In 453, Yazdegerd moved his court east to deal with the Hephthalites or related groups.

 

In 458, a Hephthalite king called Akhshunwar helped the Sasanian Emperor Peroz I (458–484) gain the Persian throne from his brother. Before his accession to the throne, Peroz had been the Sasanian for Sistan in the far east of the Empire, and therefore had been one of the first to enter into contact with the Hepthalites and request their help.

 

The Hephthalites may have also helped the Sasanians to eliminate another Hunnic tribe, the Kidarites: by 467, Peroz I, with Hephthalite aid, reportedly managed to capture Balaam and put an end to Kidarite rule in Transoxiana once and for all. The weakened Kidarites had to take refuge in the area of Gandhar.

 

Victories over the Sasanian Empire (474 - 484 CE) :

Later however, from 474 CE, Peroz I fought three wars with his former allies the Hephthalites. In the first two he himself was captured and ransomed. Following his second defeat, he has to offer thirty mules loaded with silver drachms to the Hephthalites, and also had to leave his son Kavad as a hostage. The coinage of Peroz I in effect flooded Tokharistan, taking precedence over all other Sasanian issues.

 

In the third battle, at the Battle of Herat (484), he was killed, and for the next two years the Hephthalites plundered and controlled the eastern part of the Sasanian Empire. Perozduxt, the daughter of Peroz, was captured and became a lady as the Hephtalite court. She became pregnant, and had a daughter who would later marry her uncle Kavad I. From 474 until the middle of the 6th century, the Sasanian Empire paid tribute to the Hephthalites.

*Exercise requirements*.
**a.** Sum up the passage on the Hephthalites in two sentences.
**b.** In the passage on the Hephthalites, replace "mules" with "camels" and write out everything from "Later however, from" down to "other Sasanian issues.".
The rows play no part in this work.

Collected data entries
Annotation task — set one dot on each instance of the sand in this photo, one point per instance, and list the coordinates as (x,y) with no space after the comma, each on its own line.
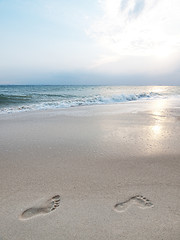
(99,172)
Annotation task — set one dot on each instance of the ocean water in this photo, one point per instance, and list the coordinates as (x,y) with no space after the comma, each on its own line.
(15,98)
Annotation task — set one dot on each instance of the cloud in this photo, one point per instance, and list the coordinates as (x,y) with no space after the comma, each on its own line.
(141,28)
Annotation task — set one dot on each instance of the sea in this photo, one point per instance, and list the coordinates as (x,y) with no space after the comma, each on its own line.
(20,98)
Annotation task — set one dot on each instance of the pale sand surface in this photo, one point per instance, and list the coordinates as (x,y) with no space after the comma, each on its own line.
(94,158)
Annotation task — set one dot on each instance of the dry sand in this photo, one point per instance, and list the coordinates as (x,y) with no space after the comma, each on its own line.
(107,172)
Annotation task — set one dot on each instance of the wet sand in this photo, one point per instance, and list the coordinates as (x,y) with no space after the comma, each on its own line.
(99,172)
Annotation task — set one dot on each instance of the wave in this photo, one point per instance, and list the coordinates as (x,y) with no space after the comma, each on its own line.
(16,103)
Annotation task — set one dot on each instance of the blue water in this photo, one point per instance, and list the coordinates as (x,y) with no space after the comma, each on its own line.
(27,98)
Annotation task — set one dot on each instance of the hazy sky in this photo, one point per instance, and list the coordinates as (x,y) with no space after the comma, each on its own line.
(90,42)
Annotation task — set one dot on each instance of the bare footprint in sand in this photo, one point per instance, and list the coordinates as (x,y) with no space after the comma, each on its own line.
(139,200)
(44,208)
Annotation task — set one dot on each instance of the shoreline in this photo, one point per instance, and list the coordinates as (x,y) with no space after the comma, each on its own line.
(106,163)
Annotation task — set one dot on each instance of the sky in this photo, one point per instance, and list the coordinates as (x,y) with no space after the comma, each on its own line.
(128,42)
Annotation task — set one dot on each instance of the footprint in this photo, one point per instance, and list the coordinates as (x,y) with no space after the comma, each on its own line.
(139,200)
(44,208)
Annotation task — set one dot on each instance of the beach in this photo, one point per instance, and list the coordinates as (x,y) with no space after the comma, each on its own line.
(107,172)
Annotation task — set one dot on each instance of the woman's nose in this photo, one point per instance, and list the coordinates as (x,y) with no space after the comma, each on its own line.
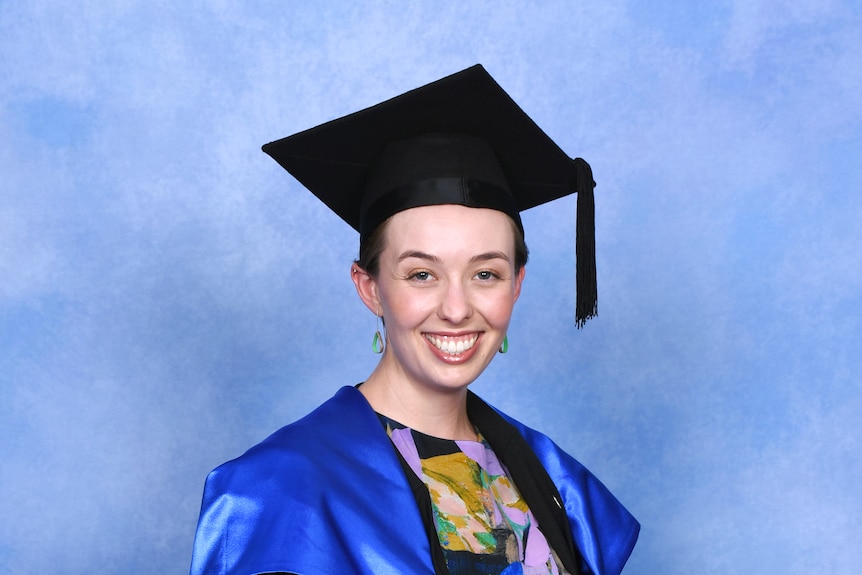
(455,306)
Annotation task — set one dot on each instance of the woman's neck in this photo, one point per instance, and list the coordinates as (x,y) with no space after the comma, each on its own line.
(436,412)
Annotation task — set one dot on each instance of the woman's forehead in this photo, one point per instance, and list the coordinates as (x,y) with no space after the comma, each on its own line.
(444,227)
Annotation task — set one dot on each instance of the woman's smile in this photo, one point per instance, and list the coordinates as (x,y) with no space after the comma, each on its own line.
(453,348)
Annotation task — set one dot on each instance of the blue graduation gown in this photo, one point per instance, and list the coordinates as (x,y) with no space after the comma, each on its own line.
(327,494)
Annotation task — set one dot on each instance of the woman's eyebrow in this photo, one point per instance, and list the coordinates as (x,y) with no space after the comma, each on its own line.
(490,256)
(418,254)
(487,256)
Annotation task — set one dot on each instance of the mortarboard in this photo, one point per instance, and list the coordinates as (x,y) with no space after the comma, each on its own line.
(459,140)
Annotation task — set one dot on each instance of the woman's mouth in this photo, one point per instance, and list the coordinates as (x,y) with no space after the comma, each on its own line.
(452,345)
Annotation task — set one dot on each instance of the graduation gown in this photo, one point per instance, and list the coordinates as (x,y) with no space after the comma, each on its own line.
(328,494)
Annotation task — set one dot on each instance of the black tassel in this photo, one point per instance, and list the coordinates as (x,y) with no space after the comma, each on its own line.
(585,245)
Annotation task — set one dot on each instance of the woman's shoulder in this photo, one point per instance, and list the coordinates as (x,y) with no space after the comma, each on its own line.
(310,446)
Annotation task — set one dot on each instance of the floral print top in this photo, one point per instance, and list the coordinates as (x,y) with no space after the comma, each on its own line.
(483,524)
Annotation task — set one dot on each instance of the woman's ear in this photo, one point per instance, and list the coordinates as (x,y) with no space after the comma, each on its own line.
(366,287)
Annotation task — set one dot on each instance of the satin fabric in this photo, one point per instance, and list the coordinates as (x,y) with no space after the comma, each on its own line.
(327,494)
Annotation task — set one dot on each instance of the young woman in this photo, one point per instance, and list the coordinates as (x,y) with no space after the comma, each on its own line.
(409,472)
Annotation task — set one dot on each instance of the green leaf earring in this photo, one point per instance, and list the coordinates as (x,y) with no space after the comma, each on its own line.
(504,347)
(378,344)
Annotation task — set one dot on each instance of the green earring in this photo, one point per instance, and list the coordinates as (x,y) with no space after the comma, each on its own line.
(378,344)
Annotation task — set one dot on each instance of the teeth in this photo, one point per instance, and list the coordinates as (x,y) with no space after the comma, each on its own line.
(451,345)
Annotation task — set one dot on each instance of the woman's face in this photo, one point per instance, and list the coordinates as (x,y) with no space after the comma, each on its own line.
(446,288)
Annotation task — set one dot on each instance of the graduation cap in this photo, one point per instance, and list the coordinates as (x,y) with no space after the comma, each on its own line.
(459,140)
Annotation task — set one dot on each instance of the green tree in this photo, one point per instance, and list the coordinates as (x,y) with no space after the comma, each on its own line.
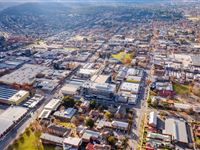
(89,122)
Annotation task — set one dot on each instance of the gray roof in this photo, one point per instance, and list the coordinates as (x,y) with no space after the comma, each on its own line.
(6,93)
(52,138)
(177,128)
(9,117)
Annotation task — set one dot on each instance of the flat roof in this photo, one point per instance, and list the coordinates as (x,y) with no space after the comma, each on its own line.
(100,78)
(53,104)
(177,128)
(52,138)
(74,141)
(24,75)
(19,95)
(70,88)
(102,87)
(68,113)
(10,116)
(131,87)
(6,93)
(120,124)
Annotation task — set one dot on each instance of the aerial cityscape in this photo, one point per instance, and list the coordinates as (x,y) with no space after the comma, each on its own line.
(100,75)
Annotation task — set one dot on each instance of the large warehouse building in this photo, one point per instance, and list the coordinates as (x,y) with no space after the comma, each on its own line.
(11,96)
(10,117)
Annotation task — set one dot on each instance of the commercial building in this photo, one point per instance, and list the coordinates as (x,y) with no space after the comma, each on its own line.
(153,119)
(72,143)
(53,104)
(66,114)
(11,96)
(177,129)
(103,91)
(10,117)
(51,139)
(24,75)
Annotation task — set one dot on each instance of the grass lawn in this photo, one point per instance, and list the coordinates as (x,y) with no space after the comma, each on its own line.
(181,89)
(122,56)
(30,142)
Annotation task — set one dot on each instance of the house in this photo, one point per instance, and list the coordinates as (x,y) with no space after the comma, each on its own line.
(71,143)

*Task-by-task results*.
**a.** A Hephthalite king helped Peroz I take the Persian throne in 458, and the Hephthalites may also have helped the Sasanians end Kidarite rule, but from 474 Peroz fought three wars against them, being captured twice and killed at the Battle of Herat in 484. The Hephthalites then plundered and controlled the eastern Sasanian Empire for two years, and the Sasanians paid them tribute until the middle of the 6th century.

**b.**
Later however, from 474 CE, Peroz I fought three wars with his former allies the Hephthalites. In the first two he himself was captured and ransomed. Following his second defeat, he has to offer thirty camels loaded with silver drachms to the Hephthalites, and also had to leave his son Kavad as a hostage. The coinage of Peroz I in effect flooded Tokharistan, taking precedence over all other Sasanian issues.